- Task directions
Retype the data below in full, keeping every character as it is.

- Records to use
-=-=-

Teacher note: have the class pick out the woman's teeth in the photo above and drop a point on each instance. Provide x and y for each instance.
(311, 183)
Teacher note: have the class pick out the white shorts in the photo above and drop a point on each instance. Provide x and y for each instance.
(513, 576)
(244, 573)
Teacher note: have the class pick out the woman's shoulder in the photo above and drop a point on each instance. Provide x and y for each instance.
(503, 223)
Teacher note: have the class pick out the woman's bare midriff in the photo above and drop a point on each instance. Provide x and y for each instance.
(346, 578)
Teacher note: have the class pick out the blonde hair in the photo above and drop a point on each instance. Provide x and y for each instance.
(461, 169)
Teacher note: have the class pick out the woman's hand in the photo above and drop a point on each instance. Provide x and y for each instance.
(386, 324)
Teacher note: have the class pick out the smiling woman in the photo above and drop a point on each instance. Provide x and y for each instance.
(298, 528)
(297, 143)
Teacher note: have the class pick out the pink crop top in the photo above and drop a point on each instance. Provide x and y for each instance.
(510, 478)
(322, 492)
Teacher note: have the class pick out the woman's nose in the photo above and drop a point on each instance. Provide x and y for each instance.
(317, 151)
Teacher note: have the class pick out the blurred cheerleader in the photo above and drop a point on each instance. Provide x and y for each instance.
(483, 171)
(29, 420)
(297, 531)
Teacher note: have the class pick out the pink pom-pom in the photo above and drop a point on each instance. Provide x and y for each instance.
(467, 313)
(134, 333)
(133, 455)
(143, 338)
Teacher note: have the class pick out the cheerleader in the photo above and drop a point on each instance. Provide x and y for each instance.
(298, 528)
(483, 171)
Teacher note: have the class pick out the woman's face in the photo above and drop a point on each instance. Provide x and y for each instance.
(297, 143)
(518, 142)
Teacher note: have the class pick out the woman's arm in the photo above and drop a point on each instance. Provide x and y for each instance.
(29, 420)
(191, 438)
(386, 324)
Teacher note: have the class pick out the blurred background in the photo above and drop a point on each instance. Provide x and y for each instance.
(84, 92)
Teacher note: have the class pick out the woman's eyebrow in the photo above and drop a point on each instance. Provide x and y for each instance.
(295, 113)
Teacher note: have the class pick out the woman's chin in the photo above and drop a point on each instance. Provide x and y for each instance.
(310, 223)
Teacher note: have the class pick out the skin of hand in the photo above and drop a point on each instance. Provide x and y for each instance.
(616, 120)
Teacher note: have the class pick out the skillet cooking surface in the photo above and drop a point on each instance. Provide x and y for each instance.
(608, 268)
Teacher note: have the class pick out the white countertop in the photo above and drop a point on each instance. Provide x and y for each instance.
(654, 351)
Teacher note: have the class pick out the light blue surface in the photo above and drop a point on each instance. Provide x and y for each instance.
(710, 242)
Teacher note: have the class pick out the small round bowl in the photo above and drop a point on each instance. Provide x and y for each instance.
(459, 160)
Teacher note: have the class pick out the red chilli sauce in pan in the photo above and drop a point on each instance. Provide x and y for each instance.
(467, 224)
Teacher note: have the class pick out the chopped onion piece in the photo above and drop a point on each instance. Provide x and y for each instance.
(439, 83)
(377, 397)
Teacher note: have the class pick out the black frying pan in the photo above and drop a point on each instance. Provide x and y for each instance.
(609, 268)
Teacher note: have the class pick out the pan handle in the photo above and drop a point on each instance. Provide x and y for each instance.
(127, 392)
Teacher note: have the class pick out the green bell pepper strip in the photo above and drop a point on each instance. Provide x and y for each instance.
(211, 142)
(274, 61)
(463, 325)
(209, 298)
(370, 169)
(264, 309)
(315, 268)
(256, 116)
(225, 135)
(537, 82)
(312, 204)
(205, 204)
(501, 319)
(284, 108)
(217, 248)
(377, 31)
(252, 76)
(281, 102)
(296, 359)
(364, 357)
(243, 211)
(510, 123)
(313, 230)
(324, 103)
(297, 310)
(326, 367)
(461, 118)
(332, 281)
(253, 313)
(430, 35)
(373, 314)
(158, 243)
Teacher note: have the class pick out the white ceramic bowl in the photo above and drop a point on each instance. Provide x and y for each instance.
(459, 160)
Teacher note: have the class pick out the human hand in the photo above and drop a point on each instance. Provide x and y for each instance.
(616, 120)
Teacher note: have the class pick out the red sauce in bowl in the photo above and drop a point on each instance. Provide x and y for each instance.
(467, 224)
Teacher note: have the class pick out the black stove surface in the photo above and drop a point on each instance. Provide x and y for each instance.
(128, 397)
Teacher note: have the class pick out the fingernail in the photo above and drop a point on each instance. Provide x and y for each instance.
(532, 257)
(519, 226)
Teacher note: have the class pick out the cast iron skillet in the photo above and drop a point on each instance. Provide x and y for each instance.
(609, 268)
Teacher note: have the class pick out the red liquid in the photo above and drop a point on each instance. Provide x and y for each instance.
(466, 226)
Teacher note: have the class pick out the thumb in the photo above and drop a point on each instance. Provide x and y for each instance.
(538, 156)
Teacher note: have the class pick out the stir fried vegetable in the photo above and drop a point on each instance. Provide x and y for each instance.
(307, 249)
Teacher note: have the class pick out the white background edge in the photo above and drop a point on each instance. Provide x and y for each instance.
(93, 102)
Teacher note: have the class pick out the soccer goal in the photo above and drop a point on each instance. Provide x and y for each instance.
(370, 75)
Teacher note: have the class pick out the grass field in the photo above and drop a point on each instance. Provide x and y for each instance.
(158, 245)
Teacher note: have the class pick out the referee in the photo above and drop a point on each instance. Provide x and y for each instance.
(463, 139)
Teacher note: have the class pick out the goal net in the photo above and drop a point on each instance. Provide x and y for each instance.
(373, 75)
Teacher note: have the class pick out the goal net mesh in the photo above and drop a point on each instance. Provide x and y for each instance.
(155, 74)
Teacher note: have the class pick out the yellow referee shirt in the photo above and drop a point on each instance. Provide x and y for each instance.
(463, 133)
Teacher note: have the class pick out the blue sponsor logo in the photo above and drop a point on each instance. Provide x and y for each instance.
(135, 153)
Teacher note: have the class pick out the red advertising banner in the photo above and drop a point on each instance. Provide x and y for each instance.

-=-=-

- Response box
Teacher note: have the class pick out the woman's teeth in the photo above and drop a point on each instance. Provide x and y for each instance.
(311, 183)
Teacher note: have the class pick out the white shorts in the photo above and drop a point on each instance. Provide x and y for each instance.
(513, 576)
(244, 573)
Teacher note: have the class pick out the woman's shoulder in the photo above and drop a point on each instance. Provide x and y for each instance.
(503, 223)
Teacher note: have the class pick out the woman's bare midriff in the photo above and drop a point on each instance. Provide x and y for each instance.
(346, 578)
Teacher note: have the class pick out the blonde hair in the photo above and drop a point on each instance. Provide x and y for each instance.
(461, 169)
Teacher note: have the class pick out the woman's hand in the photo above and drop a point on each instance. Provide x and y for each instance.
(386, 324)
Teacher note: have the class pick out the smiling woman in the photo above and drop a point on each instance. Provide x and y for each instance.
(298, 528)
(297, 143)
Teacher note: have the class pick out the pink crop top in the photo above and drop a point on each instance. Provide x and y for each instance.
(510, 478)
(322, 492)
Teacher note: have the class pick out the woman's nose in the photo above and drop a point on each instance. Provide x and y for each instance.
(317, 151)
Teacher note: have the class pick out the blurred cheerleader in the photo above and drop a point on each instance. Provide x and y for each instance.
(483, 171)
(29, 420)
(297, 531)
Teacher note: have the class pick out the pink pom-pom in the photo above and drop a point on each instance. Provide x and y for each instance.
(467, 313)
(134, 333)
(133, 455)
(143, 338)
Teacher note: have the class pick out the cheerleader in the photo above and drop a point on each instance. Provide x and y for each instance.
(298, 528)
(483, 171)
Teacher note: have the class pick out the woman's face in the photo above and drop a point on each instance. Provide x and y for each instance.
(297, 143)
(518, 142)
Teacher note: have the class pick out the woman's arm in the photo above and drop a point on each instance. Provide x and y for each instance.
(29, 420)
(191, 438)
(386, 324)
Teacher note: have the class pick out the blurred background in the photo above and drop a point on each instance. Provide x and y for each instance.
(84, 92)
Teacher note: have the class pick out the woman's eyebrow in the photo above and drop a point on each instance. Provide x and y for each instance.
(295, 113)
Teacher note: have the class pick out the woman's chin in the photo above and drop a point on each instance. Provide x and y for each instance.
(310, 223)
Teacher note: have the class pick out the skin of hand in the photo above and drop a point on each instance. Provide x and y for each instance.
(616, 120)
Teacher note: have the class pick out the skillet cooking surface in the photo above and drop a point on each instance. Provide x and y for each instance.
(608, 268)
Teacher note: have the class pick out the white countertop in the photo above and drop a point on each instance. Provide x and y for each instance.
(654, 351)
Teacher note: have the class pick out the light blue surface in the photo above and drop a point on each instance. Provide x and y for each instance.
(710, 242)
Teacher note: have the class pick out the small round bowl in the photo above and drop a point on each instance. Provide x and y for each instance.
(459, 160)
Teacher note: have the class pick out the red chilli sauce in pan in the photo above and drop a point on each instance. Provide x and y for each instance.
(467, 224)
Teacher note: have the class pick out the chopped onion piece in the photo above and drop a point on each instance. Provide x and y for each instance.
(439, 83)
(377, 397)
Teacher note: have the class pick out the black frying pan in the photo above and drop a point on each instance. Provide x and y for each instance.
(609, 268)
Teacher note: have the class pick out the pan handle in the photo above and drop a point on each instance. Provide x and y for each instance.
(127, 392)
Teacher note: have the class pick out the green bell pepper strip in the photo above and drop a point on each instance. Provide x and y for each instance.
(211, 142)
(274, 61)
(463, 325)
(209, 298)
(370, 169)
(264, 309)
(315, 268)
(256, 116)
(225, 135)
(537, 82)
(312, 204)
(205, 204)
(501, 319)
(284, 108)
(217, 248)
(377, 31)
(252, 76)
(281, 102)
(296, 359)
(364, 357)
(243, 211)
(510, 123)
(313, 230)
(324, 103)
(297, 310)
(326, 367)
(461, 118)
(332, 281)
(253, 313)
(430, 35)
(373, 314)
(158, 243)
Teacher note: have the class pick out the white ceramic bowl in the photo above and drop a point on each instance. Provide x and y for each instance.
(459, 160)
Teacher note: have the class pick out the human hand in the photo above and drop a point on each instance. Provide x and y for each instance.
(616, 120)
Teacher note: have the class pick out the red sauce in bowl in the photo above and drop a point on each instance. Provide x and y for each instance.
(467, 224)
Teacher note: have the class pick out the black stove surface in the photo above and drop a point on each instance. Provide x and y for each instance.
(128, 397)
Teacher note: have the class pick out the fingernail in the photo above and drop a point on each instance. Provide x and y for each instance.
(532, 257)
(519, 226)
Teacher note: have the class pick out the cast iron skillet in the photo above and drop a point on each instance. Provide x and y for each instance.
(609, 268)
Teacher note: have the class pick out the red liquid in the photo above and drop a point on each instance. Provide x and y for each instance.
(466, 226)
Teacher note: have the class pick out the thumb in the photo above and drop a point on each instance. Provide x and y for each instance.
(538, 156)
Teacher note: have the class pick out the stir fried vegetable in the photo above and drop a point on each instance. Provide x and y for each instance.
(307, 249)
Teacher note: have the class pick out the white background edge in the photo above and drop a point on each instance. Provide x and y for each instance.
(93, 102)
Teacher note: have the class pick out the soccer goal in the photo above and drop a point on each instance. Provide x and y for each instance.
(370, 75)
Teacher note: have the class pick out the grass field in the photo above and drop a point on each instance. Provide x and y for each instance.
(158, 245)
Teacher note: have the class pick out the referee in the photo above and drop a point on each instance. Provide x and y for each instance.
(463, 139)
Teacher note: have the class pick out the goal net in the photo above and drop a point on each instance. Provide x and y for each instance.
(373, 75)
Teacher note: have the class pick out the goal net mesh in the photo above and drop a point on each instance. Provide x and y for each instance.
(155, 74)
Teacher note: have the class pick out the yellow referee shirt in the photo above and drop a point on each instance. Provide x and y for each instance.
(463, 133)
Teacher note: have the class pick out the blue sponsor logo in the photo above and drop a point on each instance. Provide x and y for each instance.
(135, 153)
Teacher note: have the class pick out the red advertising banner in the photo above and drop a point on each instance. Provide x and y for each instance.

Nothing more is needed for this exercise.